▶ [REQUESTS]
(a) Answer these from the essay about the family ponds, one line each:
(i) How many ponds surrounded the grandmother's house?
(ii) How many years older than the narrator was Chechi?
(iii) Where did the women go after their swim together?
(b) In the essay about the family ponds, shorten the paragraph beginning "I still believe Amma got married" while keeping its main facts.
(c) Go on with the essay about the family ponds, starting after its final sentence.

— BEGIN SUPPLIED TEXT —

The first breasts I ever saw were my Aunt’s. We were bathing in the pond and walking out of the water to soap ourselves. She carefully undraped the mundu that she was wearing to re-tie it tighter before she could go for her swim. I looked at my flaccid chest and wondered about things I still could not decipher, no longer flaccid.
I still believe Amma got married to Acha to enjoy swimming in the ponds surrounding my grandmother’s place. That was a small house isolated from the world but surrounded by mango trees and three ponds. No wonder my grandfather moved there after marriage. And, when all his three sons were married off to swimming wives, the women followed a tradition - they would all go for a swim together, laugh and play in the water, and then leave with red eyes to the temple to pray.
The green pond used to scare me. When I was at an age where Amma bathed me, I would accompany these women including my Chechi - who was six years older than me - and watch them bathe. The gushing of the water and the occasional slithering of a water snake scared me. I would dip my feet in the green water and watch the fishes come to sniff my feet. But I envied Chechi. She could dive in and pop up at another end of the pond with water flowing out of her face holes.

— END SUPPLIED TEXT —
— BEGIN DATA ENTRIES —

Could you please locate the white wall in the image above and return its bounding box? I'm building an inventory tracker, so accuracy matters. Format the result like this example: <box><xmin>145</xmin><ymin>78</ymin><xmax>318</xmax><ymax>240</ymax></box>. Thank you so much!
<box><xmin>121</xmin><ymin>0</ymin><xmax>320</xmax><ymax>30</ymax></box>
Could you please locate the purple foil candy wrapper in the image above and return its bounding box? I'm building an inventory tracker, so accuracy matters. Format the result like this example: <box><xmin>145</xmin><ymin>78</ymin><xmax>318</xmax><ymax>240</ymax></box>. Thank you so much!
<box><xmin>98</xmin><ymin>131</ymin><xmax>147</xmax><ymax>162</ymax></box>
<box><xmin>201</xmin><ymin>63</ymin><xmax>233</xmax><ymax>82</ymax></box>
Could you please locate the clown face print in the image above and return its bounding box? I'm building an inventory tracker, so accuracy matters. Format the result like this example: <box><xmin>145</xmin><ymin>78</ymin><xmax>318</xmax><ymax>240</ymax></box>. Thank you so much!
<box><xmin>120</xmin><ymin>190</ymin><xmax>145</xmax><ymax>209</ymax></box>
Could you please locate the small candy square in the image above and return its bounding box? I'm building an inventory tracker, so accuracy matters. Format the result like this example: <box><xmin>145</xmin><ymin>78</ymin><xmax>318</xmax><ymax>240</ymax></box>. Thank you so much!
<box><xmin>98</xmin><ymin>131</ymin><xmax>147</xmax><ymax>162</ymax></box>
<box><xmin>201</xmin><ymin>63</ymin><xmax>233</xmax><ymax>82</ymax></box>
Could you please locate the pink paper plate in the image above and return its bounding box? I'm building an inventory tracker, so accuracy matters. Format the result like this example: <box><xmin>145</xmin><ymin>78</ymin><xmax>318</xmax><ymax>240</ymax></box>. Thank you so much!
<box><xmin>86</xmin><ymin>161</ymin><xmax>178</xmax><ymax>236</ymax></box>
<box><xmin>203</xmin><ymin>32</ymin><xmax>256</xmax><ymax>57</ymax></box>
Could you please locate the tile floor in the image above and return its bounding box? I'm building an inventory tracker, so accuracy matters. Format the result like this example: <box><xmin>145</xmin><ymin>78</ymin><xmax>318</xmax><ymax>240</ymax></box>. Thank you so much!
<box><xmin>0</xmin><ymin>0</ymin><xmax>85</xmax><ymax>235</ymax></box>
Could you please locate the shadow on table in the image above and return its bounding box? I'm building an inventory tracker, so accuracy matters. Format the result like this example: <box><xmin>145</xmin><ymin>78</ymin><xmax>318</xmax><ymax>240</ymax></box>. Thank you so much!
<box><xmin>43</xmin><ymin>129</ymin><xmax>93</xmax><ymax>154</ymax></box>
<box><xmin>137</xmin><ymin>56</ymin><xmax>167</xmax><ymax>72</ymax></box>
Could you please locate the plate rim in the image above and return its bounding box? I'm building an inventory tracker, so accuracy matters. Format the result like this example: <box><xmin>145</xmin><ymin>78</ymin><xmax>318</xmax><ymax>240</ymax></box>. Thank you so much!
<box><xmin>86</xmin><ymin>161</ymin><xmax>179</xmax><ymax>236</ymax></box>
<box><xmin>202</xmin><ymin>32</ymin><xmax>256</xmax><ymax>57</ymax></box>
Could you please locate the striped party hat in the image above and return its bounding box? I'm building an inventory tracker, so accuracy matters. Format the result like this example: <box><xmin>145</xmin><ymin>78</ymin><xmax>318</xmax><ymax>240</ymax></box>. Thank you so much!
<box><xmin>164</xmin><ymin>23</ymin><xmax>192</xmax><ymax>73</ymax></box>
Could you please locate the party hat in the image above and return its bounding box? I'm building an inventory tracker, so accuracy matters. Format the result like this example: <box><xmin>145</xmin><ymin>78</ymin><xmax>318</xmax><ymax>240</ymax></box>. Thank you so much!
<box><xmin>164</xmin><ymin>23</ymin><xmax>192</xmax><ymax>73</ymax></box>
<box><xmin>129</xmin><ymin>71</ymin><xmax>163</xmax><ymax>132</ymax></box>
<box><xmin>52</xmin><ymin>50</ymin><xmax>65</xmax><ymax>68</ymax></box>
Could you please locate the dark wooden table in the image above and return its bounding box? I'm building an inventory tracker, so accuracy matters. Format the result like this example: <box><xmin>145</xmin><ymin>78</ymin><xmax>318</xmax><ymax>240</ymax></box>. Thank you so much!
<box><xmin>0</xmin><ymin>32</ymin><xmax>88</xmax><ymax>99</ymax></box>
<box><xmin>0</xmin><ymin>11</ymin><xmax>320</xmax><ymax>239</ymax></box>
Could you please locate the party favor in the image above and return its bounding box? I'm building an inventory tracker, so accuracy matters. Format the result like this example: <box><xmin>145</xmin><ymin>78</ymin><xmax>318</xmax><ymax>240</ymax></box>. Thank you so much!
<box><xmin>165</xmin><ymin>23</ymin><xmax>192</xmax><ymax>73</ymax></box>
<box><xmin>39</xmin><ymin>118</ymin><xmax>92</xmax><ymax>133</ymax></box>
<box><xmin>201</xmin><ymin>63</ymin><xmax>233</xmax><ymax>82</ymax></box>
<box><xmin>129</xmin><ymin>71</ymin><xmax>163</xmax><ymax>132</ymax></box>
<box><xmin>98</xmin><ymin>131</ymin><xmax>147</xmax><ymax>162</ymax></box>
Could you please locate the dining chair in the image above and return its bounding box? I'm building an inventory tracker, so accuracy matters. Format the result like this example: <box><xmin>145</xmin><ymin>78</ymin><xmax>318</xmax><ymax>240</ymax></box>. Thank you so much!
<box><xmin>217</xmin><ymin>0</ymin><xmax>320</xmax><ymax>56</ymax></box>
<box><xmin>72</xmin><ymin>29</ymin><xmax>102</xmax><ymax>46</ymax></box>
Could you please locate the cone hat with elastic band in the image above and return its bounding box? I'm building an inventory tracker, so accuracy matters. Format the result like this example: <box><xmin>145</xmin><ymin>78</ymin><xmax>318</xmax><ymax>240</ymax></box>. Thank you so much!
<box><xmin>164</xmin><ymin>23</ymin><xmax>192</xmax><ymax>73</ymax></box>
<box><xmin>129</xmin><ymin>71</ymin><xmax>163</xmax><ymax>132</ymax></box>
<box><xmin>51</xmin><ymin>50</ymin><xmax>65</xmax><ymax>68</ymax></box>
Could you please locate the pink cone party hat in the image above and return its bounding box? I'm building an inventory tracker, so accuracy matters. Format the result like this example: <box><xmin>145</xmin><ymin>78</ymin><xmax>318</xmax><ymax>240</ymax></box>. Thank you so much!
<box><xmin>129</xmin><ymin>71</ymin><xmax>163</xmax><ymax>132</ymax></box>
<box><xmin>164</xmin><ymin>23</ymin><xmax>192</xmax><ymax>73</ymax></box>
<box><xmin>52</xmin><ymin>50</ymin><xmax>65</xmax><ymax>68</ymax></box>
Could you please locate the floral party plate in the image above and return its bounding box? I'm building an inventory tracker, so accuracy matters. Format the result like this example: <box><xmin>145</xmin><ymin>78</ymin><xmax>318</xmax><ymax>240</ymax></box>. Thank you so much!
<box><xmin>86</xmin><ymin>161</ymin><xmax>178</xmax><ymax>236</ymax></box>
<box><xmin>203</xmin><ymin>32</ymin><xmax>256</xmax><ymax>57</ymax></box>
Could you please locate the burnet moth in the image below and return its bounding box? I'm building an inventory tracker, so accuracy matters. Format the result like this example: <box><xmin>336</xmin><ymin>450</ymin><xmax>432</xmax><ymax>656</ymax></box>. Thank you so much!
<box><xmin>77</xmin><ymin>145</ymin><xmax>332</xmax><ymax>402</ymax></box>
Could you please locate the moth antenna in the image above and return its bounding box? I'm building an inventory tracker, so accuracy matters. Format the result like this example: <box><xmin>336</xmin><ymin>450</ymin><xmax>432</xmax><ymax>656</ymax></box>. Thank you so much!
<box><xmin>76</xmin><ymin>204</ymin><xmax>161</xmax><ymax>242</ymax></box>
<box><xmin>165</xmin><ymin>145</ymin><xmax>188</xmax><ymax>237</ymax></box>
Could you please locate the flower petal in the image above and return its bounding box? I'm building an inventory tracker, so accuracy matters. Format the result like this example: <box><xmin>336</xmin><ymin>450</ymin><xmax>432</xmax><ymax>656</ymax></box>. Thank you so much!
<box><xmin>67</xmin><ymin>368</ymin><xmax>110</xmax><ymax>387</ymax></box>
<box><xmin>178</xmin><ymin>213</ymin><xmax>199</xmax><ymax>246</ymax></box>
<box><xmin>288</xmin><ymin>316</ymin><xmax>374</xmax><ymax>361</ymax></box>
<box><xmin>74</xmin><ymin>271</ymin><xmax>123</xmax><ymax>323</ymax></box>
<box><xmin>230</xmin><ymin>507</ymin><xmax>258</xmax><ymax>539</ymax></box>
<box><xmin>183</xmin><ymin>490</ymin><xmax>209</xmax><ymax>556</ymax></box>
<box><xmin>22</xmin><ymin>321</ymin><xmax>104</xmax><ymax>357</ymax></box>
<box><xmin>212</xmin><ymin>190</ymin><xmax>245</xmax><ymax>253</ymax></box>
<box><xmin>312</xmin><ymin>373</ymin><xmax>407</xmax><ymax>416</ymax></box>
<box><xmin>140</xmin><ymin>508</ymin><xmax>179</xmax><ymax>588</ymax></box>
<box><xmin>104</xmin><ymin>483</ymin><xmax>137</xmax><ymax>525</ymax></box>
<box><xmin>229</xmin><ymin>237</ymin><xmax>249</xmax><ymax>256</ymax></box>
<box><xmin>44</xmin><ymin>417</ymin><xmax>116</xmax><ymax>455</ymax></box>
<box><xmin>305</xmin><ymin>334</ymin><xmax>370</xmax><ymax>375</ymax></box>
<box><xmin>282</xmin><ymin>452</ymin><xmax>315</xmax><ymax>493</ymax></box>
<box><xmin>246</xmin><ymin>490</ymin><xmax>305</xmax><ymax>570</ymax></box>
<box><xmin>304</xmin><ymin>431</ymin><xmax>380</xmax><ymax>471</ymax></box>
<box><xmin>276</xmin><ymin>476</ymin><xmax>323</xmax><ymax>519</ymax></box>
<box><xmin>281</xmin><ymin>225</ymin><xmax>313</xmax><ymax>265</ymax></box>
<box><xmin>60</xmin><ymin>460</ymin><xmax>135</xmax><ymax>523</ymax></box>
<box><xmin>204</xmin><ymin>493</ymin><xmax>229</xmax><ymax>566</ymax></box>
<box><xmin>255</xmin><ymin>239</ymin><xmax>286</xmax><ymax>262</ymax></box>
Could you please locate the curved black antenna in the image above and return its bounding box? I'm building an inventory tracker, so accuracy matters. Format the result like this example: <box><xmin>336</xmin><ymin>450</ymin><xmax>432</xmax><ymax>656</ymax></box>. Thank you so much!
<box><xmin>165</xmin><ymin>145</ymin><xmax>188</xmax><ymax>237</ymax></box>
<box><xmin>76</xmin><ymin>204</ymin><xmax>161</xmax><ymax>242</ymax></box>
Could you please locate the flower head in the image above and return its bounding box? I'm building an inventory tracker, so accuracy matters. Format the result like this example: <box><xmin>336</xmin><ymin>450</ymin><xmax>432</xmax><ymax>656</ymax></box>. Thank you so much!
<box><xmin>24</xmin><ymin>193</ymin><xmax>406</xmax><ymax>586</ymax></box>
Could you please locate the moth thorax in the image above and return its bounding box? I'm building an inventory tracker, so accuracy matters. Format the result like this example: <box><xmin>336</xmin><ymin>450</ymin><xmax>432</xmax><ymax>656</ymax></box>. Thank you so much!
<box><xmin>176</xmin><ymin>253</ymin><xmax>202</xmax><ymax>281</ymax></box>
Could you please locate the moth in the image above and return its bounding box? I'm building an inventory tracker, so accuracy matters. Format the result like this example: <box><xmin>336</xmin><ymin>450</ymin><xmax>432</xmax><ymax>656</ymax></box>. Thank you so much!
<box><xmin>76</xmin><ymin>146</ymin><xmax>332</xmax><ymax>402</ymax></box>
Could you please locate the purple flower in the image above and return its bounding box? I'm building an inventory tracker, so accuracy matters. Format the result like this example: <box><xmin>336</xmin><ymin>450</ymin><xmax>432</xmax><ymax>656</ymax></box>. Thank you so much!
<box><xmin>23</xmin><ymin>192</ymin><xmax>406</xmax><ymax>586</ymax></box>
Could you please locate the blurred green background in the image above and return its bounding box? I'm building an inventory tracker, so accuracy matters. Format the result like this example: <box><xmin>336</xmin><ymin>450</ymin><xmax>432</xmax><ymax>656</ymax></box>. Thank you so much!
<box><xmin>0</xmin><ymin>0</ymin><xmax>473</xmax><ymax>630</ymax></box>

— END DATA ENTRIES —

▶ [RESPONSES FOR EACH TASK]
(a)
(i) Three.
(ii) Six years.
(iii) To the temple, to pray.

(b) The narrator suspects Amma married Acha for the chance to swim in the ponds around the grandmother's isolated house, which was ringed by mango trees and three ponds. The grandfather moved there after marrying. Once his three sons had married women who swam, those women would swim together, laughing and playing, then head to the temple with red eyes to pray.

(c)
And, then there was A. A and I grew up together, she was just a month younger than me. She was the prodigal daughter of the whole family and the one everyone wanted me to be. She would sit beside me to watch this show and all I wanted to do was push her into the pond. I always found her to be the annoying sibling but I still loved her like my own. We loved each other in spaces where we did not exist together.
One summer when Amma and Acha left me in Kerala for their sanity, my mischievous Aunt decided to torture me. She pulled me onto her lap, massaged my hair with oil, and carried me to the pond. There, she dropped me into the water as she removed her clothes. I was struggling to find space to stand even though it was summer and the water would reach my chest if I stood. She yelled “Aryu, just beat your legs and you’ll be fine” I somehow did beat my legs hard enough to be able to float, but the pain of water lodged in my nostrils made me give up. My Aunt lovingly took me in her arms and caressed my face until I came back to life. That did not stop me from joining these daily baths.
Summer mornings are the best time to immerse yourself in the water. A and I would strip ourselves naked and plunge into the water. She would swim around in circles while I dove to tickle her underwater. Chechi would be washing her clothes next to my aunt. Aunt told us that she was a big girl now and she needed to wash her own clothes. Chechi couldn’t strip herself naked, she would wrap herself in a white towel before she went for her swim. I always wondered why this happened only to realise that Chechi had grown what my Aunt did too - breasts.
I remember that one instance when Amma called Chechi to her room and locked the door. Amma held a packet with a half-naked lady on it and asked her to start wearing this new thing. Chechi would complain about feeling suffocated like some plastic hands holding her chest. I never quite understood the reason until the day I saw her mundu fall. My Aunt told her to tie that thing even tighter. At that point, I realised I did not want boobs at all. I just wanted to swim free without it.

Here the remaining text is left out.